§ What this task involves
Every line from the one with "Q: Point to the dealership" to the end of the data needs to be copied exactly, and no line before it.

§ Given information
#####
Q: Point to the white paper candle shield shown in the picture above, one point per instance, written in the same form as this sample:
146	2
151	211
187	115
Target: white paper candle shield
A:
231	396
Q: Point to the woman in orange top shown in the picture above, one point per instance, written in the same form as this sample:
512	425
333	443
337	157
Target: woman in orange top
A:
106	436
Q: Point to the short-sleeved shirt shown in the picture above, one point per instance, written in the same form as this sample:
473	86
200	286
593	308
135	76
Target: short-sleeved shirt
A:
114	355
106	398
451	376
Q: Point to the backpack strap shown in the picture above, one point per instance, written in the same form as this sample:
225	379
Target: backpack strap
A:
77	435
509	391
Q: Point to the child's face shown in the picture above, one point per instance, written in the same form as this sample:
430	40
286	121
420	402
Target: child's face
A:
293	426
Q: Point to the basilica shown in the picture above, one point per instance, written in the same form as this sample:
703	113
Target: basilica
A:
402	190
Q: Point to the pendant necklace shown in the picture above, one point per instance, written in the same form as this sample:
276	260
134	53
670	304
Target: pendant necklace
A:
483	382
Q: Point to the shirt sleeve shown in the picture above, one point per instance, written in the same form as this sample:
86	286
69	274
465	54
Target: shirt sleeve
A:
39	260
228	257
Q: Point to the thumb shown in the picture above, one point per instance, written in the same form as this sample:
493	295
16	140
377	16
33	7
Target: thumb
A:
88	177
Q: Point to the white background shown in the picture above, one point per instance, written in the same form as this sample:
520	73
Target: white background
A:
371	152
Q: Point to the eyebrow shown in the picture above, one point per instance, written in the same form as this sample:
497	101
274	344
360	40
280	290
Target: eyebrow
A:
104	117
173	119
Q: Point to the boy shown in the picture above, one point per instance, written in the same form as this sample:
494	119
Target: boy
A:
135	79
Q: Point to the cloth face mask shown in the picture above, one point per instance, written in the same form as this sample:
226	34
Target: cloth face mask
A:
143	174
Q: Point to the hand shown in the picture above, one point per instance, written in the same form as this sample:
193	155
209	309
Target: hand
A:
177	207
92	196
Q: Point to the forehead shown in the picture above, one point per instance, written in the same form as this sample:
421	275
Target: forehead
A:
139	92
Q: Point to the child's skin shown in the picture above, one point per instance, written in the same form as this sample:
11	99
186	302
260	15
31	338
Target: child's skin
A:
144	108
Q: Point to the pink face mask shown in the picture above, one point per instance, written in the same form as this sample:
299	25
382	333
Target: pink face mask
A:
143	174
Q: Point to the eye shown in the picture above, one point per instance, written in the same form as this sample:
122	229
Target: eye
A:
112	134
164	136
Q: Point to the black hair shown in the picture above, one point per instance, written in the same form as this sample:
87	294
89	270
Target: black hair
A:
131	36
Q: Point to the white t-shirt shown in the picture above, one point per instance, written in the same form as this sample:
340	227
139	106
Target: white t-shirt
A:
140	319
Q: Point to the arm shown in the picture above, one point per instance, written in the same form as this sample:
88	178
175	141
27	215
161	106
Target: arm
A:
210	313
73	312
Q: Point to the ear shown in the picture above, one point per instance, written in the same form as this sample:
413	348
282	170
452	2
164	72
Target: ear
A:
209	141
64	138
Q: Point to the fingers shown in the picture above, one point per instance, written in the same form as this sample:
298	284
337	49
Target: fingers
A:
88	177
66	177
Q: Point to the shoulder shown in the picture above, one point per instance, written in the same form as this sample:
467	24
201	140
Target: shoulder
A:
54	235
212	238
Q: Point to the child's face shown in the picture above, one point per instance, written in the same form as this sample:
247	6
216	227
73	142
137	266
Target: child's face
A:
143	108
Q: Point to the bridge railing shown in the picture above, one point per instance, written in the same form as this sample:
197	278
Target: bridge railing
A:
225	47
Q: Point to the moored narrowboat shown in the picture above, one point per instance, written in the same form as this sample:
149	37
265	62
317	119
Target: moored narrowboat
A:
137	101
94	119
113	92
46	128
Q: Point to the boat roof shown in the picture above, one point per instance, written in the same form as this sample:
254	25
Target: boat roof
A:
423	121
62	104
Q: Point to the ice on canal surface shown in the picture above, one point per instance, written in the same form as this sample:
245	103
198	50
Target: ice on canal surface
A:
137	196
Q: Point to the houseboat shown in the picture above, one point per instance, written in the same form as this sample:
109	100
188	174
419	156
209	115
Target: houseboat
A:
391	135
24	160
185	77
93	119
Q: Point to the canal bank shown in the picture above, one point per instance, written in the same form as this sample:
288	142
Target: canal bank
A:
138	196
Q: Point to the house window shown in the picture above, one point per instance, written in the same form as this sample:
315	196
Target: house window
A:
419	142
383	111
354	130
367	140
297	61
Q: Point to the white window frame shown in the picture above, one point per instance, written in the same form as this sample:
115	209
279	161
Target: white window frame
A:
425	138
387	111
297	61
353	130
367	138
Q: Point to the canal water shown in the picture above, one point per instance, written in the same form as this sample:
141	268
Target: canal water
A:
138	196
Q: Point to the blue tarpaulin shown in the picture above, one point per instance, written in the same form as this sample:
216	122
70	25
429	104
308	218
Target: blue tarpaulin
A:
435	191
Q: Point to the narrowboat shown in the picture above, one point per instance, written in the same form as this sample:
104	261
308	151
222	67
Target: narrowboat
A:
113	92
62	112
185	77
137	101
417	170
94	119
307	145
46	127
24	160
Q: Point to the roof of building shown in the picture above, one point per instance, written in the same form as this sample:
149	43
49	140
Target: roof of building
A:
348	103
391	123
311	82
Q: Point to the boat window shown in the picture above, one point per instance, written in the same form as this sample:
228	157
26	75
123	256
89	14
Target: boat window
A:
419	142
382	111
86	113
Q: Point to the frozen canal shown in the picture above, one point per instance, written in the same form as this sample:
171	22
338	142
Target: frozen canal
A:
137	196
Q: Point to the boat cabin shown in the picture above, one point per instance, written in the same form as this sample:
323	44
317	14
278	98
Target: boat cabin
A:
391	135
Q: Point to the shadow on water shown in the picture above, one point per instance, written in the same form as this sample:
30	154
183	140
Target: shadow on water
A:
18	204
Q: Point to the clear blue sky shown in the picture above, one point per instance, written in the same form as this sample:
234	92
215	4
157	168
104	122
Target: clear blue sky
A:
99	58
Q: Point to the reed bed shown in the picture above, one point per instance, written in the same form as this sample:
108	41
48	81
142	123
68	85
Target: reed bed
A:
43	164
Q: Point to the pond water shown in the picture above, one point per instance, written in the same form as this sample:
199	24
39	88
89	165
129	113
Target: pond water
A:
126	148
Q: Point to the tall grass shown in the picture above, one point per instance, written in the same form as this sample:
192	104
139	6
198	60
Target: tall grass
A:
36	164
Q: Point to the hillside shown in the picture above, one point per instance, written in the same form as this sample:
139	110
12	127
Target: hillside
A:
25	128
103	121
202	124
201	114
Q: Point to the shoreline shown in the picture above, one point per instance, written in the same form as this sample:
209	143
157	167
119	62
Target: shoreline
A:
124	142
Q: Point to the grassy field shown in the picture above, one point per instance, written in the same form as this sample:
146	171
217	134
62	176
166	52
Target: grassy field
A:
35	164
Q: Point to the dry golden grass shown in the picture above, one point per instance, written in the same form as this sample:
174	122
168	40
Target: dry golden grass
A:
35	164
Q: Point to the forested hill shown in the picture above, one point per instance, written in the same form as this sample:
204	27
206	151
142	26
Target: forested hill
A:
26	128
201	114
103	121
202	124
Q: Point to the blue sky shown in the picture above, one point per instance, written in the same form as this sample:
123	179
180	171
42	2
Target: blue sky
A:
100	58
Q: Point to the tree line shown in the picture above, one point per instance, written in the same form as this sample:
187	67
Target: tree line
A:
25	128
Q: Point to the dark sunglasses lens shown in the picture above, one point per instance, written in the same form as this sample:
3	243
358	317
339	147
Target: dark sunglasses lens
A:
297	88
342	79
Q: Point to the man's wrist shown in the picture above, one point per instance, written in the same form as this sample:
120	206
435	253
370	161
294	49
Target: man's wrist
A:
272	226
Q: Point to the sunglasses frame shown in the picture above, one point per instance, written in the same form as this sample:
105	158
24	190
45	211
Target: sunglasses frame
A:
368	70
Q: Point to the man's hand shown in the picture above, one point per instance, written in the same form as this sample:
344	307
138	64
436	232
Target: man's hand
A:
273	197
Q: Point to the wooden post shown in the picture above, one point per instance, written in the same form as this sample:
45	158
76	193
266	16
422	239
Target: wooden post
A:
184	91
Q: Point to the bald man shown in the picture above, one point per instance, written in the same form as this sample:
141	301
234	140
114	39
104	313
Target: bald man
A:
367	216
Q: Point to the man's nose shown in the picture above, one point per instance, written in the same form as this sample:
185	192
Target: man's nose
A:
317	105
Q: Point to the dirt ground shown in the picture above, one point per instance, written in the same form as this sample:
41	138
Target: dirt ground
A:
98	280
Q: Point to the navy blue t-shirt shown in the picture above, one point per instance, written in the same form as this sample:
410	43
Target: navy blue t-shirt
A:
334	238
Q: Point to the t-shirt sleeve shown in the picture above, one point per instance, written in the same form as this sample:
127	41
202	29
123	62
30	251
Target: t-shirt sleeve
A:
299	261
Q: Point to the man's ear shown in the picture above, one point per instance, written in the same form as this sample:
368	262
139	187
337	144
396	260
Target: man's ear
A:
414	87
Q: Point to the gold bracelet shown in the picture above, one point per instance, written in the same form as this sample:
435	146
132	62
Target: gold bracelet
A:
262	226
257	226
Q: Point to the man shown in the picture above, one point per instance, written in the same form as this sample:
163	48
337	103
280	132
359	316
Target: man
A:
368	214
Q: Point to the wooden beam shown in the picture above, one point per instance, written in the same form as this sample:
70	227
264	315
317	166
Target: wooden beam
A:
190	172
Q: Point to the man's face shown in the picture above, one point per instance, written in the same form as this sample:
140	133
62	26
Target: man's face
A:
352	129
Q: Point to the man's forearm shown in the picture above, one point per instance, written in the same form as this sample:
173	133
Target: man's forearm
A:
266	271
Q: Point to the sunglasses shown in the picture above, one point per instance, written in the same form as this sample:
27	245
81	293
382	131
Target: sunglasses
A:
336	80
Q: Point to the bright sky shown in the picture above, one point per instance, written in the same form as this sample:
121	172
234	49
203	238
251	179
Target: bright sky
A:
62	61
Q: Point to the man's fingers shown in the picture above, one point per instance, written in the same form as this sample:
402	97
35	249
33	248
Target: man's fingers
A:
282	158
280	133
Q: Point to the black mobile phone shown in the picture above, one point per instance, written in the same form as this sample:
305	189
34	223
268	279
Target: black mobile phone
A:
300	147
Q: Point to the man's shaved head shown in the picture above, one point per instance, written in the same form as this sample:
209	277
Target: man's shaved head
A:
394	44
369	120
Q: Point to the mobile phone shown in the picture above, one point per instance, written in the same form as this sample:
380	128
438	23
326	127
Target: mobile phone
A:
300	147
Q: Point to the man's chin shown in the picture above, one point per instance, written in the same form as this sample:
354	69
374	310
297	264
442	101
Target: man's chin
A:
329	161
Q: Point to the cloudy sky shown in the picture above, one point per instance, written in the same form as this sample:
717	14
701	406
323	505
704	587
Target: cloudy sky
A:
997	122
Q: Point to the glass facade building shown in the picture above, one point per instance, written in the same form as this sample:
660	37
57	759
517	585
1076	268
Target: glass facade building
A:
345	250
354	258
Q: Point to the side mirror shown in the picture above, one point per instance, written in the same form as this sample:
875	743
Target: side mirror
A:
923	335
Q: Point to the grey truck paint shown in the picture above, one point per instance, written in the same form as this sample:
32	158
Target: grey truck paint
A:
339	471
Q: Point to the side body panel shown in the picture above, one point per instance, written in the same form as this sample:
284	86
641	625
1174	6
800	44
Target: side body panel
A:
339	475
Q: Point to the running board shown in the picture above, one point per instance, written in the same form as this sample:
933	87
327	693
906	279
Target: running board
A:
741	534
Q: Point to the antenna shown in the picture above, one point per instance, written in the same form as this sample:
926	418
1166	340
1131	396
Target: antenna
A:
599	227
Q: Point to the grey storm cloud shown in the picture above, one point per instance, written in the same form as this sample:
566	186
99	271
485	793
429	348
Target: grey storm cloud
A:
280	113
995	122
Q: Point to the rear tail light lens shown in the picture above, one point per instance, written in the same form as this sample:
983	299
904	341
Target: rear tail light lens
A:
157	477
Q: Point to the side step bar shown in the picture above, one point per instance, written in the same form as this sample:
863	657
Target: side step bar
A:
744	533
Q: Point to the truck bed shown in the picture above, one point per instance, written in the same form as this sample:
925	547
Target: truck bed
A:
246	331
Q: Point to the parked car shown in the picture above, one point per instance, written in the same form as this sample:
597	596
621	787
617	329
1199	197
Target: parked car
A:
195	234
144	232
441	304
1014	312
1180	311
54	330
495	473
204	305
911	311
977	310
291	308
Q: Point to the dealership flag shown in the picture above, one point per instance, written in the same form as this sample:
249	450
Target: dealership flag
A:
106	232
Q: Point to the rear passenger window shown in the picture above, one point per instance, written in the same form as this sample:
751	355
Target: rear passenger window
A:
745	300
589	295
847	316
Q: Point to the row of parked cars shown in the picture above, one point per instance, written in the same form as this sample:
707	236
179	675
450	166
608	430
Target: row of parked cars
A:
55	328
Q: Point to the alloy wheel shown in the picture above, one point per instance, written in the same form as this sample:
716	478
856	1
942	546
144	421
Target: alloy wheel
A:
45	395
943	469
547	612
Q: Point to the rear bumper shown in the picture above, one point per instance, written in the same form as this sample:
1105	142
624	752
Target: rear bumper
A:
#####
§ Solution for this exercise
Q: Point to the dealership flag shown in the picture above, one point per instance, written in the same form as this sample:
249	450
Target: dealership flag
A:
106	232
Q: Point to the rear passenger window shown in the picture above, one point per instance, written in the same form as this sample:
751	355
Target: rear passenger window
A:
745	300
589	295
847	316
Q: Point to the row of parked cars shown in the picture above, one point per instance, written in the same form as this sample:
707	236
179	675
450	166
608	430
Target: row of parked cars
A:
55	328
Q: Point to the alloy wheel shown in the picture above, one point per instance, written in the same form as this sample:
716	478
856	1
942	546
144	421
Target: alloy wheel
A:
45	395
943	469
547	612
Q: Point to the rear bumper shown in the picture above, one point per instance, written in the same form as this sample:
1105	142
624	752
Target: rear bumper
A:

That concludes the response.